What is expected
Answer these from the essay on Everyone Says I Love You:
(a) Which song does the essay name as playing on the car radio?
(b) Who plays Skylar Dandridge?
(c) In what part of New York does the film's extended family live?

This essay is part of The Barrymore Trilogy Blogathon hosted by The Good Old Days of Classic Hollywood.
This post is dedicated to Drew, but for more Barrymore, visit the site!
At one time or another, everyone has had the experience of feeling as though some real-life event or activity were taking place in a movie. For example (and speaking from embarrassingly personal experience): owning a convertible in Los Angeles in the early 80s made it a certainty that when Blondie’s Call Me played on the car radio, that infectiously percussive, synth-pop ditty instantly became my background music. Even a routine Slurpee run to the nearby 7-Eleven was transformed into the slick opening credits sequence of my very own 80s erotic thriller.
The desire for reality to more resemble the idealized fantasy world of the movies is, perhaps, a film fan's wish as old as cinema itself. And while there's no telling the countless headaches, heartaches, and dashed illusions to be spared were one were outfitted with some kind of built-in immunity to the seductive sway of Hollywood's Technicolor fairy tales; were such a thing even possible, I'm more than certain that a reality stripped of the belief in the possibility of the impossible would hardly qualify as anybody's idea of living, anyway.
The eternal paradox of movies has always been its ability to render the real as slightly dreamlike, while capturing the essence of the ethereal with canny verisimilitude. No other sphere of emotion seems to inspire this quality in movies as evocatively as the contemporary notion of romantic love. Especially love of the transcendent, dizzying, sweep-one-off-one's-feet variety favored by musicals. And when it comes to romance and the eloquent expression of love, can any movie genre compare with the Hollywood musical?
Woody Allen as Joe Berlin |
Goldie Hawn as Steffi Dandridge |
Alan Alda as Bob Dandridge |
Drew Barrymore as Skylar Dandridge |
Edward Norton as Holden Spence |
Julia Roberts as Von Siddell |
Everyone Says I Love You is Woody Allen’s first - and to date, only - musical. Chronicling a year
in the life of an affluent (what else?) extended family residing in New York’s Upper
East Side, Allen uses the changing seasons to metaphorically underscore this
nervous musical comedy about the variable nature of romance. As characters with
I-wish-I-could-believe-he’s-being-satirical names like Skylar, Djuna, and
Holden navigate the choppy waters of love in picturesque Venice and Paris; Woody
Allen’s familiar universe (where every city looks and feels exactly like New
York) reveals itself to be a wonderland of magic realism.

Data under study
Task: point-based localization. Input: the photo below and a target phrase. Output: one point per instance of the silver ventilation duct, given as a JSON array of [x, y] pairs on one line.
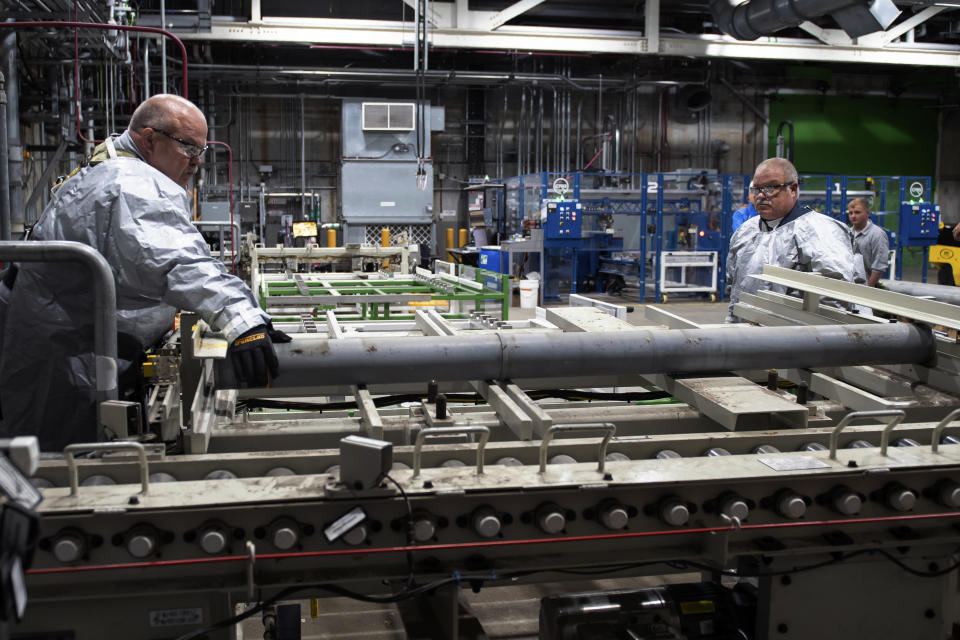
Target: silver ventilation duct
[[756, 18]]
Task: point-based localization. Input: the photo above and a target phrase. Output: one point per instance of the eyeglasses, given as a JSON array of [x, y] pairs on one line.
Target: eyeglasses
[[186, 148], [770, 190]]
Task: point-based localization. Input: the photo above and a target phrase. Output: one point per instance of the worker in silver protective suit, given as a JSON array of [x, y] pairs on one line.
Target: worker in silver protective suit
[[129, 202], [785, 234]]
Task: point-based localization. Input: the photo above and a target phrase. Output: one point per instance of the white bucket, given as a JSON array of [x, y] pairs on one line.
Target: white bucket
[[529, 291]]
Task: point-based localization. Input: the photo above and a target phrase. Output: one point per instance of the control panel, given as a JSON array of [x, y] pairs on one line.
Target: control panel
[[919, 224], [564, 220]]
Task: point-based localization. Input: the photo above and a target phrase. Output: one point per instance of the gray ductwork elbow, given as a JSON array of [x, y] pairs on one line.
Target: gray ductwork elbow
[[757, 18]]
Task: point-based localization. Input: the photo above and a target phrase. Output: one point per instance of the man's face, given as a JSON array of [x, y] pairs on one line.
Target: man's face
[[858, 215], [171, 157], [783, 197]]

Exercise result
(a) Blondie's "Call Me"
(b) Drew Barrymore
(c) The Upper East Side